== Task data

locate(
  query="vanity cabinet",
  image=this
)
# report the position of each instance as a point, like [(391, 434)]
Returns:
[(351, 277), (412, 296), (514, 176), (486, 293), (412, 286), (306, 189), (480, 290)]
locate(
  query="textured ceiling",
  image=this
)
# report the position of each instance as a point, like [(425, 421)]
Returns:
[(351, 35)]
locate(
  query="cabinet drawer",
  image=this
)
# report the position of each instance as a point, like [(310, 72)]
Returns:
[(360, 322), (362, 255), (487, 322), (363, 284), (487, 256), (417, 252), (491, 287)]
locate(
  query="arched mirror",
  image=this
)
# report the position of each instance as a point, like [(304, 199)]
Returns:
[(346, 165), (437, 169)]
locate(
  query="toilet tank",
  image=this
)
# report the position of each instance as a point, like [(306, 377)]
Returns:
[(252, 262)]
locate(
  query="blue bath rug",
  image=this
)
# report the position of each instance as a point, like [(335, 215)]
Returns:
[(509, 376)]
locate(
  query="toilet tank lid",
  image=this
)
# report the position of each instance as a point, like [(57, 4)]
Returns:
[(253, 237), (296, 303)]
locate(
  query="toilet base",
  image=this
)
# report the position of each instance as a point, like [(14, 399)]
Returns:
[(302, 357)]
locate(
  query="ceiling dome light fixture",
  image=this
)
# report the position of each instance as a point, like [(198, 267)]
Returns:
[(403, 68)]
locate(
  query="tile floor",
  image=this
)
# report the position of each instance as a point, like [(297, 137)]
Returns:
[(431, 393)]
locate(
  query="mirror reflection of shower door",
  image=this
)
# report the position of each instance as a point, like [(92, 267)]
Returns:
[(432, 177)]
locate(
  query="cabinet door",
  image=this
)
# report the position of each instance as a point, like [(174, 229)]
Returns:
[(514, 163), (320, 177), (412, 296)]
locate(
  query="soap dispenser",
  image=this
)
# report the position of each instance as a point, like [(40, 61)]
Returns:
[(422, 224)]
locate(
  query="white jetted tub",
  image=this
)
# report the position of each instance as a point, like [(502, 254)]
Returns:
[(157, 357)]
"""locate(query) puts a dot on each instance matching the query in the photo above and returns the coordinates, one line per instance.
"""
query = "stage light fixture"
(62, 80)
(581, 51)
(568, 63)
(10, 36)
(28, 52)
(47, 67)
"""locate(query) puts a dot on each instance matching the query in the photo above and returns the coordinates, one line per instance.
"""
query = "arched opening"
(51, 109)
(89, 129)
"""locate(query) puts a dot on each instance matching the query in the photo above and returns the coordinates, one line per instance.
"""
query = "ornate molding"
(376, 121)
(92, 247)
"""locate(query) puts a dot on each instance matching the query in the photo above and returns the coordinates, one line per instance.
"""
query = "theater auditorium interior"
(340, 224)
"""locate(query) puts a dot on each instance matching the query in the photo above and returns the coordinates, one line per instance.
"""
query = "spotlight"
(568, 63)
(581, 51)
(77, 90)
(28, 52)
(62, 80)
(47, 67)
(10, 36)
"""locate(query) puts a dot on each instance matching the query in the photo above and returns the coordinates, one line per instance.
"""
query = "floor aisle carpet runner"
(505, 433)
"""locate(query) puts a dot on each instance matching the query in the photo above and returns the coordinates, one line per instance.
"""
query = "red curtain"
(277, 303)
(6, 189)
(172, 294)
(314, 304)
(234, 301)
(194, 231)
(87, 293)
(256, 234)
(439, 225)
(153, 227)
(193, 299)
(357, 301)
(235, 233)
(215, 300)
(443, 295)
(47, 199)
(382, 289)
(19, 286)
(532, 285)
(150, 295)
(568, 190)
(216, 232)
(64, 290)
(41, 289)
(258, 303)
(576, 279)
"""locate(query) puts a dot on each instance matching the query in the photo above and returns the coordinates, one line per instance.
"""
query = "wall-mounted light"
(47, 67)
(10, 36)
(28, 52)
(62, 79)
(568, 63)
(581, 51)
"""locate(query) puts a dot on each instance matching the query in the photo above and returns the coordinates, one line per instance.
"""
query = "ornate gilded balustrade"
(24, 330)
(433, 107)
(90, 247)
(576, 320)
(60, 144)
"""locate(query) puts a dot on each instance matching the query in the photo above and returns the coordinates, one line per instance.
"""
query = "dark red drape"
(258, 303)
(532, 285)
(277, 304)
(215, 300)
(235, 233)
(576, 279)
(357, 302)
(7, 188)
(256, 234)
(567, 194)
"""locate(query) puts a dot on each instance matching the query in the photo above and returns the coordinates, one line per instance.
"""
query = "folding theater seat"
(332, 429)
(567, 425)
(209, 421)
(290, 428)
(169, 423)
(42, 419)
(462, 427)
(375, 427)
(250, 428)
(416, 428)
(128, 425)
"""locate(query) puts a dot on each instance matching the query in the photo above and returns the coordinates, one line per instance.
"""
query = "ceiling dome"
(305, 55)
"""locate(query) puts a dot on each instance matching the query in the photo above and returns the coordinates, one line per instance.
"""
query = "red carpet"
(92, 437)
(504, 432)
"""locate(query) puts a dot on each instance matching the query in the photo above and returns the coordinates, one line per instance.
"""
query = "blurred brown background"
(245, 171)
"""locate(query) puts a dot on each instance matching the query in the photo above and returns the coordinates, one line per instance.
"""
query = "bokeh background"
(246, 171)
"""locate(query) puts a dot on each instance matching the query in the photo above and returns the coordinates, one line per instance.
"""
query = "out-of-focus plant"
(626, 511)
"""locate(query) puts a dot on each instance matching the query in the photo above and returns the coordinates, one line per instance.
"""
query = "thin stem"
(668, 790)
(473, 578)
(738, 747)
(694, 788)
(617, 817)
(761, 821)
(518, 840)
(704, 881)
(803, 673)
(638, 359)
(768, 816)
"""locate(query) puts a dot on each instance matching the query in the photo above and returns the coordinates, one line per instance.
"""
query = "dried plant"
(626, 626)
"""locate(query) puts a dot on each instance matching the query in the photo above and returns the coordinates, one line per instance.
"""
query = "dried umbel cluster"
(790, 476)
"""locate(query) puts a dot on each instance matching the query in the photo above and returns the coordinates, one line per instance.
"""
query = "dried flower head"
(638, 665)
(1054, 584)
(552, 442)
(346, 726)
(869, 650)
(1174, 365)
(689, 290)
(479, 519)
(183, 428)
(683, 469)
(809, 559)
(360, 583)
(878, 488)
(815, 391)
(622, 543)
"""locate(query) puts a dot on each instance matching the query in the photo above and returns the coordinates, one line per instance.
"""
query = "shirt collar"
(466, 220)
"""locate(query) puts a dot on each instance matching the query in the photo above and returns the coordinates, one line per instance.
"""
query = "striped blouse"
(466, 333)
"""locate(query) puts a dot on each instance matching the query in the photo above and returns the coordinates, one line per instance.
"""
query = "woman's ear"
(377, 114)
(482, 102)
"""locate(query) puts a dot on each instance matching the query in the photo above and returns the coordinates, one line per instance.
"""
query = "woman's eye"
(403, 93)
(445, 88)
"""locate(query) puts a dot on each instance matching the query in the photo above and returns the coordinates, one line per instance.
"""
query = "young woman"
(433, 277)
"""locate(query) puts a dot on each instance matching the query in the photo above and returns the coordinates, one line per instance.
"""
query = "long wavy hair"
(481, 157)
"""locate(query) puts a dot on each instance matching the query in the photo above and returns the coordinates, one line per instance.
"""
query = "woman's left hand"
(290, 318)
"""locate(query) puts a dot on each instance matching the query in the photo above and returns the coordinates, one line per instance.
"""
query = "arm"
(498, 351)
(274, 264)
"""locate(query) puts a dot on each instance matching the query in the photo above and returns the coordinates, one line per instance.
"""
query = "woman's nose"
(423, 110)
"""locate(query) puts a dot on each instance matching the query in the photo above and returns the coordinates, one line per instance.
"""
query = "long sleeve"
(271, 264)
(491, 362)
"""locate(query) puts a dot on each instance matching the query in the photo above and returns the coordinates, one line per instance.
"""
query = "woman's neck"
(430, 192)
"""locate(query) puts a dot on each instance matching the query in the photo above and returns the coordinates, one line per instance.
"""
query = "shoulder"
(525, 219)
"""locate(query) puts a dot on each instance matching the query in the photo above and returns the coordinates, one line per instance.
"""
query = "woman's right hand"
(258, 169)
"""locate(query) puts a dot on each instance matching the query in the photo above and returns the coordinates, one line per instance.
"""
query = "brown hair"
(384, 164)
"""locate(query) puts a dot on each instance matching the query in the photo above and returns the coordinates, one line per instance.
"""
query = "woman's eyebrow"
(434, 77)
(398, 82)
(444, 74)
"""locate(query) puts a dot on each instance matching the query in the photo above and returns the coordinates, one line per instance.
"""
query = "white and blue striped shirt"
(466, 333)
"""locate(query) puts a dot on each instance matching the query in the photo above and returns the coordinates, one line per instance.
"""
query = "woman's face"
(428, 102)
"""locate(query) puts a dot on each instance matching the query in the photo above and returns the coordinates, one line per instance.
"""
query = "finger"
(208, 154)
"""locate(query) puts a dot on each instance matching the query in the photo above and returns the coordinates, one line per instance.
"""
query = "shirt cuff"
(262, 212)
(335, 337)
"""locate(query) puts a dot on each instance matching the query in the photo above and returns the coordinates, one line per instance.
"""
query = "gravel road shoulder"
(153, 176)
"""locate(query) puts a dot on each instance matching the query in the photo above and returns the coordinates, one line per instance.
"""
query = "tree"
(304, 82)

====

• [What is required]: Across the listing, how many lines contain "cabinet"? State the number and nothing else.

• [Exercise output]: 3